**EXERCISE**
Exactly reproduce the line that contains "the pony's ear" and all lines after it in the entries below, through the very last line.

──────────────────────────────

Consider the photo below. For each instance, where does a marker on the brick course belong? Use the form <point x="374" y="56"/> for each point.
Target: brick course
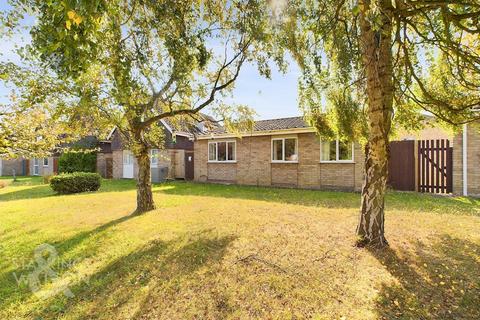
<point x="254" y="167"/>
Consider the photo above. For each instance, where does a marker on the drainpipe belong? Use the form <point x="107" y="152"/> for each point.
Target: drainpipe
<point x="465" y="163"/>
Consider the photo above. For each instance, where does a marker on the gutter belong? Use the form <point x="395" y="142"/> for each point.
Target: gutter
<point x="208" y="136"/>
<point x="465" y="162"/>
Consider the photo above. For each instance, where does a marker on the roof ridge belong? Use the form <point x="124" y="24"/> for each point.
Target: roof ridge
<point x="295" y="117"/>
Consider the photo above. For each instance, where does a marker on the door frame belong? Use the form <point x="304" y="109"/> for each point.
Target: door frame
<point x="36" y="167"/>
<point x="189" y="165"/>
<point x="127" y="163"/>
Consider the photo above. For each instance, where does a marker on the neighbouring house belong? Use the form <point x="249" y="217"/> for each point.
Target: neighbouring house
<point x="43" y="166"/>
<point x="10" y="166"/>
<point x="174" y="161"/>
<point x="278" y="152"/>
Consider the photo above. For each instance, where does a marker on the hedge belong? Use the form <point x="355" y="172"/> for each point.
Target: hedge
<point x="75" y="182"/>
<point x="77" y="162"/>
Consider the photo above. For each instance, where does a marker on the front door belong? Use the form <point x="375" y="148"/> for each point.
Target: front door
<point x="189" y="165"/>
<point x="36" y="165"/>
<point x="127" y="164"/>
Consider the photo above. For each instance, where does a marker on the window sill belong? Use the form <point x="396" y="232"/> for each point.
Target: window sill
<point x="277" y="161"/>
<point x="221" y="161"/>
<point x="341" y="161"/>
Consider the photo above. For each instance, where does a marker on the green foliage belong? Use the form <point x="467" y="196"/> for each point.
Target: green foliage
<point x="435" y="59"/>
<point x="75" y="182"/>
<point x="77" y="161"/>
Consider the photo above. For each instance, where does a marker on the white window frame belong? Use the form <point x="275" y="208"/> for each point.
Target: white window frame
<point x="337" y="149"/>
<point x="226" y="151"/>
<point x="154" y="164"/>
<point x="283" y="150"/>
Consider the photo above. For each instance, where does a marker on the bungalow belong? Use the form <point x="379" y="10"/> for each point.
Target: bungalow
<point x="175" y="161"/>
<point x="278" y="152"/>
<point x="10" y="166"/>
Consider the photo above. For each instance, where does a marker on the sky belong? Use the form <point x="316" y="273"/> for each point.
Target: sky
<point x="274" y="98"/>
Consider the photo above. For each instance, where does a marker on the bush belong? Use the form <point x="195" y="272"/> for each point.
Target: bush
<point x="75" y="182"/>
<point x="77" y="162"/>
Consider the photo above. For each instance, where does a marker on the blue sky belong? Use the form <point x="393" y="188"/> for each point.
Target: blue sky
<point x="273" y="98"/>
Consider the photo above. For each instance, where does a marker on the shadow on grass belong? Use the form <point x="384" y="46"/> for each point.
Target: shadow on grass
<point x="438" y="282"/>
<point x="131" y="280"/>
<point x="328" y="199"/>
<point x="14" y="288"/>
<point x="36" y="190"/>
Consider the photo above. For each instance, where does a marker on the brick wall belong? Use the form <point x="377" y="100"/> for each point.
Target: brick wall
<point x="102" y="163"/>
<point x="42" y="170"/>
<point x="473" y="159"/>
<point x="11" y="164"/>
<point x="117" y="163"/>
<point x="254" y="167"/>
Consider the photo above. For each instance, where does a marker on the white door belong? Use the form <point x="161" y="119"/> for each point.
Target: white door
<point x="127" y="164"/>
<point x="36" y="167"/>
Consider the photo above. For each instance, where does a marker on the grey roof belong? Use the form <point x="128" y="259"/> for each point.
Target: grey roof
<point x="273" y="124"/>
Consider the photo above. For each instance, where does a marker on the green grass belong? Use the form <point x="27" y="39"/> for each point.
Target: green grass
<point x="232" y="252"/>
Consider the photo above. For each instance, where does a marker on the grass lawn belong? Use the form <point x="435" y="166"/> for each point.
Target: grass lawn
<point x="219" y="252"/>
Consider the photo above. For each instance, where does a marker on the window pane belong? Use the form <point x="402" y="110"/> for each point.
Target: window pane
<point x="222" y="151"/>
<point x="329" y="150"/>
<point x="231" y="151"/>
<point x="154" y="157"/>
<point x="291" y="150"/>
<point x="212" y="151"/>
<point x="277" y="150"/>
<point x="345" y="151"/>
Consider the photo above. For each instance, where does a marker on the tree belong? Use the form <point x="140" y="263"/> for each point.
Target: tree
<point x="31" y="124"/>
<point x="149" y="60"/>
<point x="370" y="63"/>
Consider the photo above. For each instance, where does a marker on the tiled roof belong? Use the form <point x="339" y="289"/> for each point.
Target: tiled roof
<point x="273" y="124"/>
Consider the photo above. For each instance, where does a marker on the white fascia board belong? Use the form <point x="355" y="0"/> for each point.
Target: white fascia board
<point x="256" y="133"/>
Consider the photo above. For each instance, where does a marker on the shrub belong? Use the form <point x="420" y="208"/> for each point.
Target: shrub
<point x="77" y="161"/>
<point x="75" y="182"/>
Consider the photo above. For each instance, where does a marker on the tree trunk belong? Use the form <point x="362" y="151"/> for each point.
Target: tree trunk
<point x="377" y="60"/>
<point x="144" y="185"/>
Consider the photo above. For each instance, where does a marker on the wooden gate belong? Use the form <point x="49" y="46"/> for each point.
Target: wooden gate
<point x="401" y="165"/>
<point x="435" y="166"/>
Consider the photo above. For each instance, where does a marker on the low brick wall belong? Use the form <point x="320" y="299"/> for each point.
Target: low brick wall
<point x="254" y="167"/>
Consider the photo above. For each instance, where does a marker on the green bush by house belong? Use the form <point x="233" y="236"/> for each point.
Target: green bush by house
<point x="77" y="162"/>
<point x="75" y="182"/>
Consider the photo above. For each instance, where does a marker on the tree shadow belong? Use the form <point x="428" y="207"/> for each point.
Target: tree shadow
<point x="18" y="288"/>
<point x="155" y="265"/>
<point x="305" y="197"/>
<point x="38" y="190"/>
<point x="441" y="281"/>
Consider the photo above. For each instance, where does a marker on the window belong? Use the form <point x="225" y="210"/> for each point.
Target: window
<point x="336" y="151"/>
<point x="154" y="158"/>
<point x="284" y="150"/>
<point x="127" y="157"/>
<point x="36" y="170"/>
<point x="224" y="151"/>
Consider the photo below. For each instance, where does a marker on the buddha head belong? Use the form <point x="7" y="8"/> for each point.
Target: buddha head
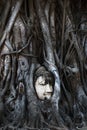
<point x="43" y="83"/>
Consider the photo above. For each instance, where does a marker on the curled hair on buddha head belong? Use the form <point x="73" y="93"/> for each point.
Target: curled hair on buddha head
<point x="42" y="71"/>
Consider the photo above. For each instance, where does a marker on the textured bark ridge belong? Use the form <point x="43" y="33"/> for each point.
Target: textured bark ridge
<point x="49" y="34"/>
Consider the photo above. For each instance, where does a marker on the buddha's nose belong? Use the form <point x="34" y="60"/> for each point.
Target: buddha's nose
<point x="48" y="88"/>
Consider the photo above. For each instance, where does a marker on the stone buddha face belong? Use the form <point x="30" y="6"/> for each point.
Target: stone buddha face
<point x="44" y="85"/>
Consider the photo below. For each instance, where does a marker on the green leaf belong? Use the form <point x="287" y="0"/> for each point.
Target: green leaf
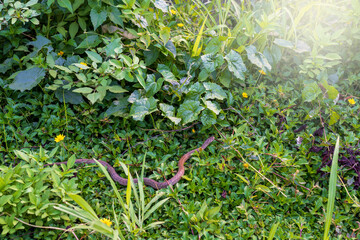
<point x="115" y="16"/>
<point x="151" y="55"/>
<point x="257" y="58"/>
<point x="70" y="97"/>
<point x="117" y="89"/>
<point x="143" y="107"/>
<point x="208" y="117"/>
<point x="83" y="204"/>
<point x="27" y="79"/>
<point x="310" y="92"/>
<point x="334" y="117"/>
<point x="97" y="17"/>
<point x="189" y="111"/>
<point x="128" y="189"/>
<point x="93" y="97"/>
<point x="196" y="49"/>
<point x="118" y="108"/>
<point x="90" y="41"/>
<point x="213" y="46"/>
<point x="65" y="4"/>
<point x="283" y="43"/>
<point x="84" y="90"/>
<point x="214" y="91"/>
<point x="213" y="107"/>
<point x="162" y="5"/>
<point x="273" y="231"/>
<point x="331" y="91"/>
<point x="171" y="47"/>
<point x="70" y="163"/>
<point x="73" y="29"/>
<point x="236" y="64"/>
<point x="113" y="48"/>
<point x="165" y="34"/>
<point x="166" y="73"/>
<point x="332" y="190"/>
<point x="169" y="112"/>
<point x="210" y="214"/>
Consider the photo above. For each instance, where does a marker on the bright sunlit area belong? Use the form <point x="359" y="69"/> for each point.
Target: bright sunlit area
<point x="179" y="119"/>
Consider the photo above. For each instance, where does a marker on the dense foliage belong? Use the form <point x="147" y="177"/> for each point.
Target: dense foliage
<point x="140" y="83"/>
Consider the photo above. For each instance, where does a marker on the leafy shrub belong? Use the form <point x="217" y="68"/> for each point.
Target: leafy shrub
<point x="29" y="193"/>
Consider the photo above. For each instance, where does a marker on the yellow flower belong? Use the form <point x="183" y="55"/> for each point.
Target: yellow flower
<point x="262" y="72"/>
<point x="59" y="138"/>
<point x="351" y="101"/>
<point x="106" y="221"/>
<point x="84" y="64"/>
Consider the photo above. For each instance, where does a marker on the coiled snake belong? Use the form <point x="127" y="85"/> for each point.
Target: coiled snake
<point x="150" y="182"/>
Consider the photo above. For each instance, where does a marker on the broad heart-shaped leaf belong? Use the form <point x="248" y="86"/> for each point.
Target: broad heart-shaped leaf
<point x="213" y="107"/>
<point x="208" y="117"/>
<point x="331" y="91"/>
<point x="143" y="107"/>
<point x="114" y="16"/>
<point x="189" y="111"/>
<point x="310" y="92"/>
<point x="70" y="97"/>
<point x="283" y="43"/>
<point x="169" y="111"/>
<point x="236" y="64"/>
<point x="27" y="79"/>
<point x="166" y="73"/>
<point x="93" y="97"/>
<point x="65" y="4"/>
<point x="214" y="91"/>
<point x="113" y="48"/>
<point x="162" y="5"/>
<point x="90" y="41"/>
<point x="40" y="42"/>
<point x="171" y="47"/>
<point x="116" y="89"/>
<point x="97" y="17"/>
<point x="257" y="58"/>
<point x="151" y="55"/>
<point x="211" y="61"/>
<point x="95" y="57"/>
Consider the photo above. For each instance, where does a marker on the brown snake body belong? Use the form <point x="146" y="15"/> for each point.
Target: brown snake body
<point x="150" y="182"/>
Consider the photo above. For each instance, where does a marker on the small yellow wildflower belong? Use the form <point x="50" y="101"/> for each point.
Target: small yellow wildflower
<point x="106" y="221"/>
<point x="262" y="72"/>
<point x="351" y="101"/>
<point x="59" y="138"/>
<point x="84" y="64"/>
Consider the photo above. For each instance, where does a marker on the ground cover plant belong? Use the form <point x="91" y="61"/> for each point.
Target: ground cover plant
<point x="140" y="83"/>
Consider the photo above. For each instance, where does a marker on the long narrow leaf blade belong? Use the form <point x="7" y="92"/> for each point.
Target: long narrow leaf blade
<point x="332" y="191"/>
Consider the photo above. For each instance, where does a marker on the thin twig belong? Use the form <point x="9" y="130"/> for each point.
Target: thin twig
<point x="44" y="227"/>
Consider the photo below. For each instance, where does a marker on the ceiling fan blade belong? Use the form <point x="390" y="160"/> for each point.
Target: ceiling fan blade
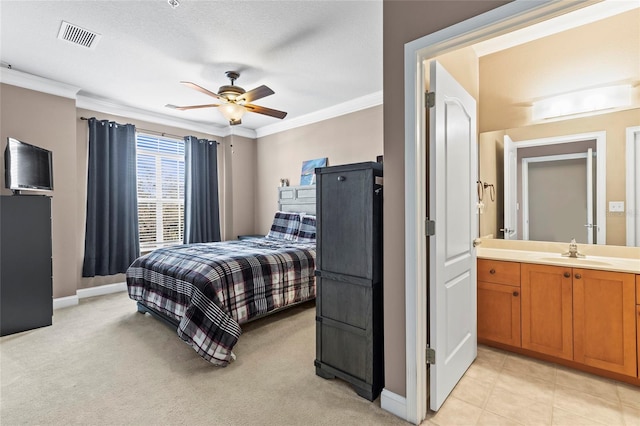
<point x="184" y="108"/>
<point x="201" y="89"/>
<point x="255" y="94"/>
<point x="266" y="111"/>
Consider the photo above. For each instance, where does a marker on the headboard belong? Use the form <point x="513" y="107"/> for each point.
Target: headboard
<point x="300" y="199"/>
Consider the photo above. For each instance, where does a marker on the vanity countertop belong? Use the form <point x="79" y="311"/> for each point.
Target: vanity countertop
<point x="608" y="258"/>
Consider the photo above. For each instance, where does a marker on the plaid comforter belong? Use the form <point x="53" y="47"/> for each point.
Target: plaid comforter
<point x="212" y="288"/>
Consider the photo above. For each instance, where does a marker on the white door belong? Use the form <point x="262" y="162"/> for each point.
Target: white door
<point x="633" y="186"/>
<point x="510" y="229"/>
<point x="452" y="256"/>
<point x="590" y="226"/>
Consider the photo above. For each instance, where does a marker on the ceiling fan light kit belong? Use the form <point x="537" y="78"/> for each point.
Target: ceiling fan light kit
<point x="235" y="100"/>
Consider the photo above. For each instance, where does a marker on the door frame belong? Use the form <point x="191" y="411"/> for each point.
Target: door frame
<point x="525" y="182"/>
<point x="504" y="19"/>
<point x="633" y="170"/>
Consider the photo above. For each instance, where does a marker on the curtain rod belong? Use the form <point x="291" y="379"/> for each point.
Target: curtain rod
<point x="152" y="131"/>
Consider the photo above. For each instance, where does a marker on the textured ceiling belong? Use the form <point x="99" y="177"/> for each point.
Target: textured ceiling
<point x="313" y="54"/>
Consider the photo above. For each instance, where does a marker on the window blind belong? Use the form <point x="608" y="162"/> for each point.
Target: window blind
<point x="160" y="167"/>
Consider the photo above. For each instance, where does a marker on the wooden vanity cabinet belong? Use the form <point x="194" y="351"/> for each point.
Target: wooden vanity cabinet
<point x="499" y="302"/>
<point x="547" y="310"/>
<point x="590" y="318"/>
<point x="638" y="322"/>
<point x="604" y="320"/>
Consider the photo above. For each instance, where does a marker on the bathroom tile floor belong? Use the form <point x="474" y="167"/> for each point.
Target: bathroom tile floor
<point x="502" y="388"/>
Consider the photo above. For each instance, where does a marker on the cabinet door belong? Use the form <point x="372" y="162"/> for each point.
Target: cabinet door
<point x="604" y="321"/>
<point x="346" y="223"/>
<point x="638" y="333"/>
<point x="499" y="313"/>
<point x="547" y="309"/>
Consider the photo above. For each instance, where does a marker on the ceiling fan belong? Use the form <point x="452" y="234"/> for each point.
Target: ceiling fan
<point x="235" y="101"/>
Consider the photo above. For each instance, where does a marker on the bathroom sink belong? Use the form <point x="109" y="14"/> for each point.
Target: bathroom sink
<point x="575" y="261"/>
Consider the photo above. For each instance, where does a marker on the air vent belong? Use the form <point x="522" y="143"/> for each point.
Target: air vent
<point x="79" y="36"/>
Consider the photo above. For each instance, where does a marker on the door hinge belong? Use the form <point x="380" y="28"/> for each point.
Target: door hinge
<point x="430" y="356"/>
<point x="430" y="99"/>
<point x="429" y="227"/>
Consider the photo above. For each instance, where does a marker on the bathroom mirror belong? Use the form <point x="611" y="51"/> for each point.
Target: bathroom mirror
<point x="559" y="165"/>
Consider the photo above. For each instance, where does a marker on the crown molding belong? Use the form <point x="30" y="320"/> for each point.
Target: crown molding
<point x="33" y="82"/>
<point x="348" y="107"/>
<point x="37" y="83"/>
<point x="241" y="131"/>
<point x="109" y="107"/>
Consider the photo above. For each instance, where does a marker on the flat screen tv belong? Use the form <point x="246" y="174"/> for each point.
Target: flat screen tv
<point x="27" y="167"/>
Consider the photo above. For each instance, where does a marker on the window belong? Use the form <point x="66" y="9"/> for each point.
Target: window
<point x="160" y="168"/>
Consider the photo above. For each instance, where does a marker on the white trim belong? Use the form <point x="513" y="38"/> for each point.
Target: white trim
<point x="597" y="12"/>
<point x="525" y="182"/>
<point x="633" y="174"/>
<point x="504" y="19"/>
<point x="83" y="293"/>
<point x="601" y="170"/>
<point x="107" y="106"/>
<point x="37" y="83"/>
<point x="393" y="403"/>
<point x="348" y="107"/>
<point x="65" y="302"/>
<point x="101" y="290"/>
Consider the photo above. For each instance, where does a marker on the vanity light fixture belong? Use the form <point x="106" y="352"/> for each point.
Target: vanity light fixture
<point x="582" y="101"/>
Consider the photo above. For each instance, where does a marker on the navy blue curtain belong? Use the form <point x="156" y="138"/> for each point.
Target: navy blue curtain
<point x="111" y="240"/>
<point x="201" y="206"/>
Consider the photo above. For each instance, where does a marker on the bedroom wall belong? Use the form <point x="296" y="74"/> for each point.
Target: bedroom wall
<point x="351" y="138"/>
<point x="242" y="161"/>
<point x="404" y="21"/>
<point x="53" y="122"/>
<point x="48" y="121"/>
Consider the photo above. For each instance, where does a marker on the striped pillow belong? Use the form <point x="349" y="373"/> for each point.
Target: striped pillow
<point x="307" y="232"/>
<point x="285" y="226"/>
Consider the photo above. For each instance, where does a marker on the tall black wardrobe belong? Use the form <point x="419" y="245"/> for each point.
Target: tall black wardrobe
<point x="25" y="263"/>
<point x="349" y="338"/>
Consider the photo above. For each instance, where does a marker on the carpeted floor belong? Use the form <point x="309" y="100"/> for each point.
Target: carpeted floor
<point x="102" y="363"/>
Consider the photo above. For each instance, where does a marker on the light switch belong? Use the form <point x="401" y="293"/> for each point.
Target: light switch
<point x="616" y="206"/>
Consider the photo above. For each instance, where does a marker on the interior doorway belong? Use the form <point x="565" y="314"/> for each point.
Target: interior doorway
<point x="500" y="21"/>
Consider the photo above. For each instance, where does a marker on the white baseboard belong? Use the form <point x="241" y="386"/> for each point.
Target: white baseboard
<point x="65" y="302"/>
<point x="101" y="290"/>
<point x="393" y="403"/>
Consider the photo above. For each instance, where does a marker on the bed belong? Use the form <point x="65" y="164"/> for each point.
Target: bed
<point x="208" y="290"/>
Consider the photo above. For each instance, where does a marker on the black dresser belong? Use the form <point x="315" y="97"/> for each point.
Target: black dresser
<point x="349" y="338"/>
<point x="25" y="263"/>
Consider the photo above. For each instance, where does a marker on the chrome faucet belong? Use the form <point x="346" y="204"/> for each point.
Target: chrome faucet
<point x="573" y="250"/>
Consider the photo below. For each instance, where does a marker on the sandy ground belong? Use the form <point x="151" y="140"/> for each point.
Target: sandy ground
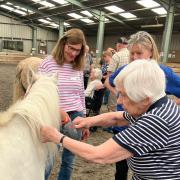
<point x="84" y="170"/>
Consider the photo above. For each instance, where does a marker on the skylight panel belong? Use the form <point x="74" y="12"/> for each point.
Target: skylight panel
<point x="46" y="4"/>
<point x="7" y="7"/>
<point x="74" y="15"/>
<point x="86" y="20"/>
<point x="127" y="15"/>
<point x="106" y="19"/>
<point x="44" y="21"/>
<point x="18" y="7"/>
<point x="114" y="9"/>
<point x="148" y="3"/>
<point x="8" y="3"/>
<point x="66" y="24"/>
<point x="49" y="19"/>
<point x="87" y="13"/>
<point x="60" y="1"/>
<point x="159" y="10"/>
<point x="54" y="25"/>
<point x="19" y="12"/>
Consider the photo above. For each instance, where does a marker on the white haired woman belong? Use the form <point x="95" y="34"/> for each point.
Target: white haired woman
<point x="141" y="46"/>
<point x="95" y="83"/>
<point x="151" y="143"/>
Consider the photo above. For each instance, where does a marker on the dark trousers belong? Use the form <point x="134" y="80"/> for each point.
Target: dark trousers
<point x="121" y="168"/>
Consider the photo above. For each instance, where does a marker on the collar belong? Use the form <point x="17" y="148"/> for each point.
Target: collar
<point x="158" y="103"/>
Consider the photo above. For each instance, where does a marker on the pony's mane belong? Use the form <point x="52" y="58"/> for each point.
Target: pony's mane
<point x="39" y="107"/>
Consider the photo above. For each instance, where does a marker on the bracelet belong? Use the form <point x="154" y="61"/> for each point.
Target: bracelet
<point x="62" y="139"/>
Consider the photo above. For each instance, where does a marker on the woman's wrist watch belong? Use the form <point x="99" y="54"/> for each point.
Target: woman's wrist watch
<point x="62" y="139"/>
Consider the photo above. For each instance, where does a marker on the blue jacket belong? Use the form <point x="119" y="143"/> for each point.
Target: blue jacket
<point x="172" y="84"/>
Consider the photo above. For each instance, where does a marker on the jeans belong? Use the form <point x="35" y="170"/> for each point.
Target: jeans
<point x="121" y="167"/>
<point x="67" y="161"/>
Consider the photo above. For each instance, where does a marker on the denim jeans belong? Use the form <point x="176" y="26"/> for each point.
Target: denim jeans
<point x="67" y="160"/>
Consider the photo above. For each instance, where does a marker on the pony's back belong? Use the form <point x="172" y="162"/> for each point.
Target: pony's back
<point x="22" y="154"/>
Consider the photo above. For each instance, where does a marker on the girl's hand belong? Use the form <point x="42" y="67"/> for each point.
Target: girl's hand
<point x="64" y="117"/>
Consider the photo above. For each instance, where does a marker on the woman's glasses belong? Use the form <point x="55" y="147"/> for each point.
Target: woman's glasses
<point x="72" y="49"/>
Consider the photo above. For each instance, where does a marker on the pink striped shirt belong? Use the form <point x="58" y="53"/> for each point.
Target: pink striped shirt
<point x="70" y="84"/>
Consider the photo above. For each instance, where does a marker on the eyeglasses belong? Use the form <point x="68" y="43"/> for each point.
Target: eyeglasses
<point x="72" y="49"/>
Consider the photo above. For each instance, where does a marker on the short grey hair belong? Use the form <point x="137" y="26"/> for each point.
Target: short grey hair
<point x="145" y="39"/>
<point x="97" y="73"/>
<point x="142" y="79"/>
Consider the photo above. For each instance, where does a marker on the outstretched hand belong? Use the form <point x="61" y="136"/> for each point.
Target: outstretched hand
<point x="50" y="134"/>
<point x="81" y="122"/>
<point x="64" y="117"/>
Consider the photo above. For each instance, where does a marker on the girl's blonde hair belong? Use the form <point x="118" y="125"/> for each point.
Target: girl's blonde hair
<point x="145" y="39"/>
<point x="73" y="36"/>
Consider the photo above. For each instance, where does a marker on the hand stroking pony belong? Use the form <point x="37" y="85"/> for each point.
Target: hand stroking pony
<point x="23" y="156"/>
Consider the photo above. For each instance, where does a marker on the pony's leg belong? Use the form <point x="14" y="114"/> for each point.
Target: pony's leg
<point x="67" y="161"/>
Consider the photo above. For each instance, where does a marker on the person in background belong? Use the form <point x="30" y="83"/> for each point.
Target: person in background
<point x="142" y="46"/>
<point x="88" y="66"/>
<point x="151" y="142"/>
<point x="120" y="58"/>
<point x="95" y="82"/>
<point x="109" y="49"/>
<point x="67" y="60"/>
<point x="107" y="58"/>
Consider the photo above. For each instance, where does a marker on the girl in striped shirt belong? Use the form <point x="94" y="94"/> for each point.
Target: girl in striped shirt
<point x="67" y="60"/>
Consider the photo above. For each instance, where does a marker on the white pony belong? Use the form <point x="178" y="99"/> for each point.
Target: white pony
<point x="22" y="155"/>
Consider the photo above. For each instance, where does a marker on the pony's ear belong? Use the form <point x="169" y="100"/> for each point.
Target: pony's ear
<point x="31" y="76"/>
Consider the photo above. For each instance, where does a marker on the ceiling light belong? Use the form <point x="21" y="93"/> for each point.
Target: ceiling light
<point x="86" y="20"/>
<point x="159" y="10"/>
<point x="18" y="7"/>
<point x="44" y="21"/>
<point x="8" y="3"/>
<point x="46" y="4"/>
<point x="148" y="3"/>
<point x="127" y="15"/>
<point x="74" y="15"/>
<point x="20" y="12"/>
<point x="66" y="24"/>
<point x="7" y="7"/>
<point x="87" y="13"/>
<point x="54" y="24"/>
<point x="60" y="1"/>
<point x="114" y="9"/>
<point x="151" y="25"/>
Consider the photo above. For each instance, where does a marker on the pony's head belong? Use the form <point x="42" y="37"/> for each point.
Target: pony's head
<point x="20" y="84"/>
<point x="39" y="107"/>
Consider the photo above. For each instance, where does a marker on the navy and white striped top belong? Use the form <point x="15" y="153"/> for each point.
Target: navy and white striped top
<point x="154" y="139"/>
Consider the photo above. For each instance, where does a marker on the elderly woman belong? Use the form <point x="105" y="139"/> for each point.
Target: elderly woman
<point x="141" y="46"/>
<point x="95" y="83"/>
<point x="151" y="143"/>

──────────────────────────────

**RESULT OF THIS EXERCISE**
Consider the photo above. For each instance, where does a marker on the pony's ear belong? Use the form <point x="169" y="100"/> for each point.
Target: pony's ear
<point x="31" y="76"/>
Consider the photo above. For each instance, where does a marker on the ceiling light belong? Use the form <point x="21" y="93"/> for each point.
Target: ceiling light
<point x="86" y="20"/>
<point x="159" y="10"/>
<point x="18" y="7"/>
<point x="44" y="21"/>
<point x="8" y="3"/>
<point x="46" y="4"/>
<point x="148" y="3"/>
<point x="127" y="15"/>
<point x="74" y="15"/>
<point x="20" y="12"/>
<point x="66" y="24"/>
<point x="7" y="7"/>
<point x="87" y="13"/>
<point x="54" y="24"/>
<point x="60" y="1"/>
<point x="114" y="9"/>
<point x="151" y="25"/>
Consider the photo above. For each instance, where does a marker on the pony's head belong? Use the form <point x="42" y="37"/> for each point.
Target: pony's head
<point x="20" y="84"/>
<point x="39" y="107"/>
Consider the photo above. For each instance, where does a marker on the navy and white striped top belong? Use the form <point x="15" y="153"/> for each point.
Target: navy and white striped top
<point x="154" y="139"/>
Consider the photo above. For each instance, where does a marker on the elderly woman belong? Use the form <point x="105" y="139"/> for each point.
Target: elderly woman
<point x="141" y="46"/>
<point x="95" y="83"/>
<point x="151" y="143"/>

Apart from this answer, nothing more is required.